### GIVEN ENTRIES
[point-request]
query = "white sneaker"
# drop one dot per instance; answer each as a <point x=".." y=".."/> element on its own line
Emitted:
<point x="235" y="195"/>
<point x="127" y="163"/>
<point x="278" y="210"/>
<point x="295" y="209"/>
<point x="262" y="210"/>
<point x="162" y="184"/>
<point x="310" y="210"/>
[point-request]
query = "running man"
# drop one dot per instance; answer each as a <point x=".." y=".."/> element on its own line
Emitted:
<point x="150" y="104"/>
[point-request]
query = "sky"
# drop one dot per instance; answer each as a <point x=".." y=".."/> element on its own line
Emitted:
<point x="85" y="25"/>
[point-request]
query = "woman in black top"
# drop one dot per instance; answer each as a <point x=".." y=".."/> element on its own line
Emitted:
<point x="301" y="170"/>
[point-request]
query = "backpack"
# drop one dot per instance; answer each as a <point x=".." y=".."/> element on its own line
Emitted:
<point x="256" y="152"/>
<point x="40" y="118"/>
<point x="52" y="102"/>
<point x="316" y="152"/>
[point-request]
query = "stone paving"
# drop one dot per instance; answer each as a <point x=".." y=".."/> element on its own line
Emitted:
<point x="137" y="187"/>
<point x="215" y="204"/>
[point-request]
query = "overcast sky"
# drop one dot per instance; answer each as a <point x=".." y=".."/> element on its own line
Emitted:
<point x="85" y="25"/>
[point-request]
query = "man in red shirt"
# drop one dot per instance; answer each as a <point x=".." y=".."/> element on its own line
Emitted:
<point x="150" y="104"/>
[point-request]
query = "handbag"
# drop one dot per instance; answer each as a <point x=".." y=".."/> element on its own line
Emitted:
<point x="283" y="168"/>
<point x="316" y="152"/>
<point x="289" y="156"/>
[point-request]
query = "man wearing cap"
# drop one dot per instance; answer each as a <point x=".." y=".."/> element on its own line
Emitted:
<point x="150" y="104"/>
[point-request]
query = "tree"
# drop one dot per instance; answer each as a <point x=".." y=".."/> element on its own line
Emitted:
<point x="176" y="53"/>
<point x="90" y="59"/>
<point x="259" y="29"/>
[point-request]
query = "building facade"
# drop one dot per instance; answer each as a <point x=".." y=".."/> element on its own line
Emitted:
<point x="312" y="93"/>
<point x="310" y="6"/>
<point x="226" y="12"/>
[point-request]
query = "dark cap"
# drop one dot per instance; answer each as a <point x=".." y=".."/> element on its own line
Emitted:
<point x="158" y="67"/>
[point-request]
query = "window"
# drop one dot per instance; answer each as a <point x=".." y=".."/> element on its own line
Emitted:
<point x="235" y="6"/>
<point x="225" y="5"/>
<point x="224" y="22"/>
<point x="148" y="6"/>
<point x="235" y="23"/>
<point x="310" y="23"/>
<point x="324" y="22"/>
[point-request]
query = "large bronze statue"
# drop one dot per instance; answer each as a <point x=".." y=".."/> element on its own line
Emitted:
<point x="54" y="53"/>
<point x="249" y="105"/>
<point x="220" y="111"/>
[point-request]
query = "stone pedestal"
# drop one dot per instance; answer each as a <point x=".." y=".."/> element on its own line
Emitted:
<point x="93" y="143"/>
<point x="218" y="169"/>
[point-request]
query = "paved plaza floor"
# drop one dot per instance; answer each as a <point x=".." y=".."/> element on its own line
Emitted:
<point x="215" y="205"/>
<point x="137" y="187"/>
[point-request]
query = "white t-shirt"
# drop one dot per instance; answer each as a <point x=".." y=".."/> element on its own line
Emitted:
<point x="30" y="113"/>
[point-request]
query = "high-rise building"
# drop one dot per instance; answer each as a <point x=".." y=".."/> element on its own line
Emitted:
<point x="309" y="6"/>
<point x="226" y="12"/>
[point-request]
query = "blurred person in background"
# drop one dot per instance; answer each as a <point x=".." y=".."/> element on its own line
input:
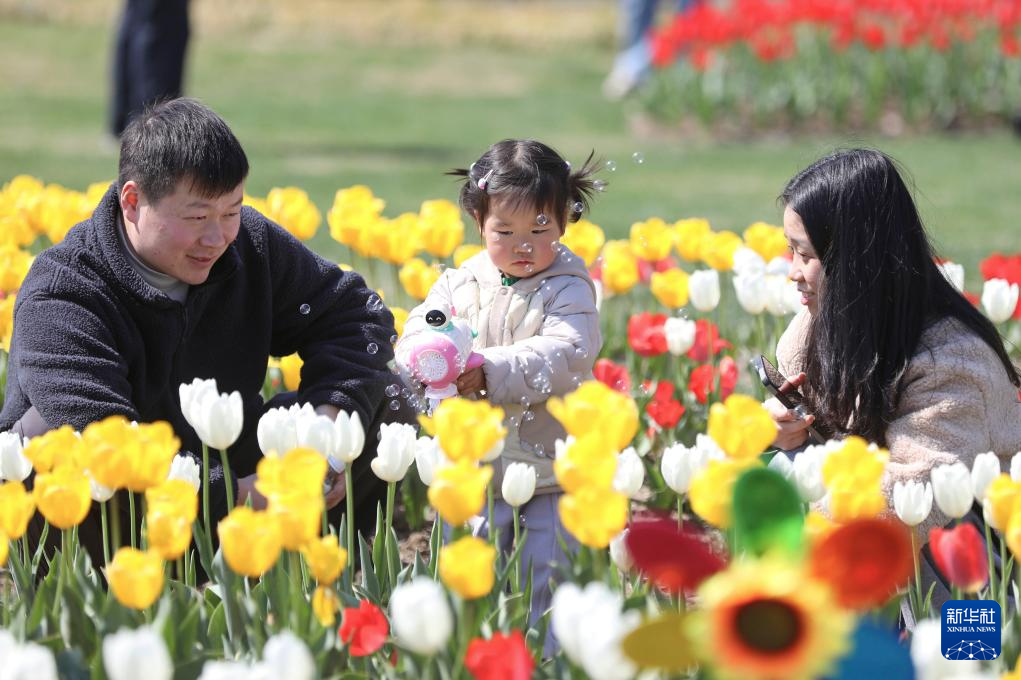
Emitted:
<point x="634" y="60"/>
<point x="148" y="58"/>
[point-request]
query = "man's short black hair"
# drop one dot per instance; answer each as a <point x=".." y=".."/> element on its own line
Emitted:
<point x="178" y="139"/>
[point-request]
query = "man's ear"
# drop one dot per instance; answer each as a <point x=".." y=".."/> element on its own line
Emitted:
<point x="130" y="199"/>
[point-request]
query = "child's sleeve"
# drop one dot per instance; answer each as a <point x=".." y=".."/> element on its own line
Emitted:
<point x="554" y="361"/>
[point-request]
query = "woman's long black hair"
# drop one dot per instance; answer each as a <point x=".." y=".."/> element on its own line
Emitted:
<point x="881" y="287"/>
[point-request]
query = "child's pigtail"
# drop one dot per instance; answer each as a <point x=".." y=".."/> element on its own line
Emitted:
<point x="581" y="187"/>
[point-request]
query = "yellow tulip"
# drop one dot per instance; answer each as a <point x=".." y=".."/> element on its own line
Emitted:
<point x="175" y="496"/>
<point x="767" y="240"/>
<point x="464" y="252"/>
<point x="352" y="209"/>
<point x="651" y="240"/>
<point x="468" y="430"/>
<point x="14" y="264"/>
<point x="299" y="517"/>
<point x="63" y="496"/>
<point x="290" y="371"/>
<point x="589" y="462"/>
<point x="16" y="507"/>
<point x="1001" y="499"/>
<point x="113" y="445"/>
<point x="467" y="567"/>
<point x="250" y="541"/>
<point x="156" y="446"/>
<point x="6" y="322"/>
<point x="595" y="404"/>
<point x="291" y="208"/>
<point x="718" y="250"/>
<point x="855" y="466"/>
<point x="585" y="240"/>
<point x="418" y="278"/>
<point x="326" y="559"/>
<point x="398" y="238"/>
<point x="688" y="237"/>
<point x="741" y="426"/>
<point x="594" y="516"/>
<point x="712" y="489"/>
<point x="620" y="268"/>
<point x="441" y="229"/>
<point x="168" y="533"/>
<point x="325" y="604"/>
<point x="670" y="287"/>
<point x="458" y="491"/>
<point x="136" y="578"/>
<point x="399" y="319"/>
<point x="57" y="448"/>
<point x="299" y="471"/>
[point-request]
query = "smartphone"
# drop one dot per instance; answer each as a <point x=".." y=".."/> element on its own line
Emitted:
<point x="773" y="380"/>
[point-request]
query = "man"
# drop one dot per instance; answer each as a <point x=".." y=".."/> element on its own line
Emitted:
<point x="171" y="280"/>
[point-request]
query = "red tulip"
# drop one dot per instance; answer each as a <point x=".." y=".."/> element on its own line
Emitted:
<point x="499" y="658"/>
<point x="645" y="334"/>
<point x="363" y="629"/>
<point x="613" y="375"/>
<point x="673" y="559"/>
<point x="960" y="555"/>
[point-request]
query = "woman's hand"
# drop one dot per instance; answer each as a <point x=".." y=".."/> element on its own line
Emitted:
<point x="472" y="381"/>
<point x="791" y="428"/>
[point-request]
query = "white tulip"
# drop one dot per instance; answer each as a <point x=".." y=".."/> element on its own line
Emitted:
<point x="395" y="451"/>
<point x="589" y="625"/>
<point x="519" y="484"/>
<point x="630" y="473"/>
<point x="127" y="650"/>
<point x="983" y="471"/>
<point x="428" y="458"/>
<point x="679" y="465"/>
<point x="278" y="429"/>
<point x="187" y="469"/>
<point x="1016" y="467"/>
<point x="216" y="418"/>
<point x="748" y="263"/>
<point x="781" y="465"/>
<point x="1000" y="298"/>
<point x="287" y="657"/>
<point x="98" y="492"/>
<point x="751" y="293"/>
<point x="13" y="466"/>
<point x="953" y="273"/>
<point x="349" y="438"/>
<point x="29" y="662"/>
<point x="703" y="289"/>
<point x="619" y="552"/>
<point x="952" y="489"/>
<point x="421" y="616"/>
<point x="680" y="334"/>
<point x="912" y="501"/>
<point x="927" y="653"/>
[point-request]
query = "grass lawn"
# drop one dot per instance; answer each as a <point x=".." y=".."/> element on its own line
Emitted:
<point x="321" y="111"/>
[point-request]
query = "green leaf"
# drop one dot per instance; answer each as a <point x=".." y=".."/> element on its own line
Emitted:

### WHAT YOU ARE ASKED TO DO
Extract every line in the items above that contains the word "tulip", and copy each one out in full.

### EXPECTED ANSWER
query = "yellow tulip"
query = "red tulip"
query = "white tulip"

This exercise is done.